▸ DOCUMENT SECTION:

----------

My current partner is a teacher and the only reason I am grateful he’s not in my field is that I don’t want someone else in the house while I write. That, and if he can deal with kids all day, he can probably deal with me. But when I look back on my romantic relationships with other writers and interrogate our competitiveness and resentment toward one another, my reflection is not, I shouldn’t have dated another writer (even though I may have stated this once or twice throughout my life.) My reflection is, I should have been more open about my feelings and asked the same of my partner.

----------

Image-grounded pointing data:
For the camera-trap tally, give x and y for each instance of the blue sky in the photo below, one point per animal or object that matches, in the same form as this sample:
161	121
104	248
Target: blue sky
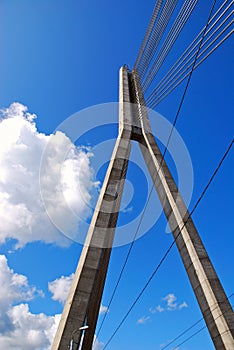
57	58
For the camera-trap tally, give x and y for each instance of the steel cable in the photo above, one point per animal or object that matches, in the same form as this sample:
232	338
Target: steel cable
156	36
170	247
170	77
153	19
158	96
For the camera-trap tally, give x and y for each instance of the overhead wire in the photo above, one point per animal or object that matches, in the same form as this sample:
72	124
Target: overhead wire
152	188
172	36
170	247
172	76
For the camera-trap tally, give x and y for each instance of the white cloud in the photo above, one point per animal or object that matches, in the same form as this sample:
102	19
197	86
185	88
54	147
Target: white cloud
103	309
159	308
65	183
19	328
143	319
60	288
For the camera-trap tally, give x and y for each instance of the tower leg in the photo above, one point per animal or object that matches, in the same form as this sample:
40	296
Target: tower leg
82	304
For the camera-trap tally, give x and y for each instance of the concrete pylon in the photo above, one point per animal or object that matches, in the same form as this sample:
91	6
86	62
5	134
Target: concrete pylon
84	299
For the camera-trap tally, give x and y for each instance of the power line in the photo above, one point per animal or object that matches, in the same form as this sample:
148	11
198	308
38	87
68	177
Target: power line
197	332
156	36
171	246
189	328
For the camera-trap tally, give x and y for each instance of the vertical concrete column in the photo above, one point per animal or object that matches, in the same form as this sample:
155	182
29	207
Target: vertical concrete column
83	302
209	292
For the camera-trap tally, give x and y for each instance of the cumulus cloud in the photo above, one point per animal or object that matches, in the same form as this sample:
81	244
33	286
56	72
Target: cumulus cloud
170	304
32	164
19	328
143	319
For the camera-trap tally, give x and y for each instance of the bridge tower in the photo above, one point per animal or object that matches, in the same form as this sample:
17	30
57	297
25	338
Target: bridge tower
84	299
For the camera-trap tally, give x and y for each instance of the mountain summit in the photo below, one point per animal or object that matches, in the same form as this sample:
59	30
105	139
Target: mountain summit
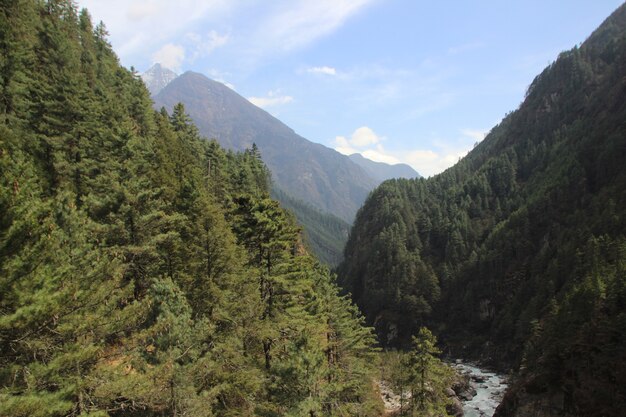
307	171
157	77
382	171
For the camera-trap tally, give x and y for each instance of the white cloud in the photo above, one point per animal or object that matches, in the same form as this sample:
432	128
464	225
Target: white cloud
259	29
322	70
297	23
427	162
361	137
272	99
141	10
343	146
170	56
380	155
139	26
204	45
466	47
364	136
475	134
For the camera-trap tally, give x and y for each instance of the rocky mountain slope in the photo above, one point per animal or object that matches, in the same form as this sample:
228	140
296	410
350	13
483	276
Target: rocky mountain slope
382	171
305	170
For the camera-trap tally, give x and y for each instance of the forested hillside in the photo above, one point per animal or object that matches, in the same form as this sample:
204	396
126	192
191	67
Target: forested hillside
144	271
517	254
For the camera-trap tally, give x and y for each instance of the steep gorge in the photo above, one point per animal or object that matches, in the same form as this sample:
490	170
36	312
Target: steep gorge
517	254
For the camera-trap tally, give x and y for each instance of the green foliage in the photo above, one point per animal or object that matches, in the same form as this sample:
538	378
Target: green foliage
145	271
325	234
419	376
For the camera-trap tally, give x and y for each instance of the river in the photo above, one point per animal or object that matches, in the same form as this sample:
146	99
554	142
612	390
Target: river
489	387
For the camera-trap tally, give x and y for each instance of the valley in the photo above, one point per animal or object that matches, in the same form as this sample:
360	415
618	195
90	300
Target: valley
167	248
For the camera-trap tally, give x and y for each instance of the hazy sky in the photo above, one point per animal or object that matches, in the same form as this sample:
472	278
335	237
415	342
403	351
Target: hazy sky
398	80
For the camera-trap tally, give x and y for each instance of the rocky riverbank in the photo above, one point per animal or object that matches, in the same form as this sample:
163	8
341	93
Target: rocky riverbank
488	388
476	392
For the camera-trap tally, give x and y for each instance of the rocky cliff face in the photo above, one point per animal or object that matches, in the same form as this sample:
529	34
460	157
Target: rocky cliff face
305	170
157	77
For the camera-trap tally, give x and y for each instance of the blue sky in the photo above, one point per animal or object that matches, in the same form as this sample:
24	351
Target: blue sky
398	80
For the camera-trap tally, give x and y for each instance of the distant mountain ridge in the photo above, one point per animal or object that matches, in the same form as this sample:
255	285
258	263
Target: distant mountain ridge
516	255
307	171
382	171
157	77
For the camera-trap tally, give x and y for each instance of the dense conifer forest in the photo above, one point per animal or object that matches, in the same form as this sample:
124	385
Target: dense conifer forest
517	254
145	271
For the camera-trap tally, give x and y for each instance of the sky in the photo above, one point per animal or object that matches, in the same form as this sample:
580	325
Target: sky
413	81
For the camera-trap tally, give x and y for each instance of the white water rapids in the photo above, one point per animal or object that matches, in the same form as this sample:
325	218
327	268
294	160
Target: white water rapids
489	388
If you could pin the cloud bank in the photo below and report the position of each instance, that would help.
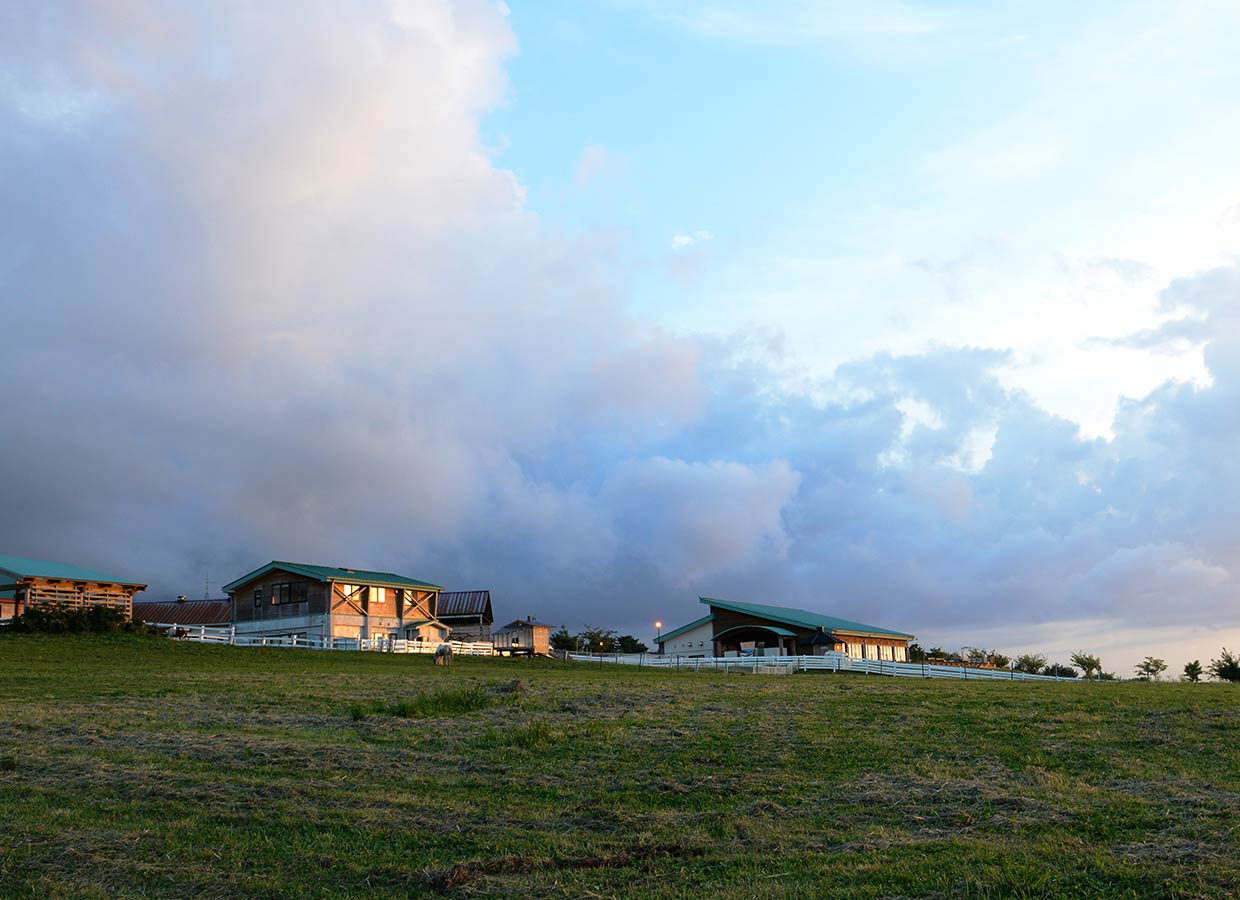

----------

▸ ASSIGNMENT:
Write out the whole passage about dating other writers, word for word. The entries aren't needed for this work.

▸ ANSWER SECTION:
My current partner is a teacher and the only reason I am grateful he’s not in my field is that I don’t want someone else in the house while I write. That, and if he can deal with kids all day, he can probably deal with me. But when I look back on my romantic relationships with other writers and interrogate our competitiveness and resentment toward one another, my reflection is not, I shouldn’t have dated another writer (even though I may have stated this once or twice throughout my life.) My reflection is, I should have been more open about my feelings and asked the same of my partner.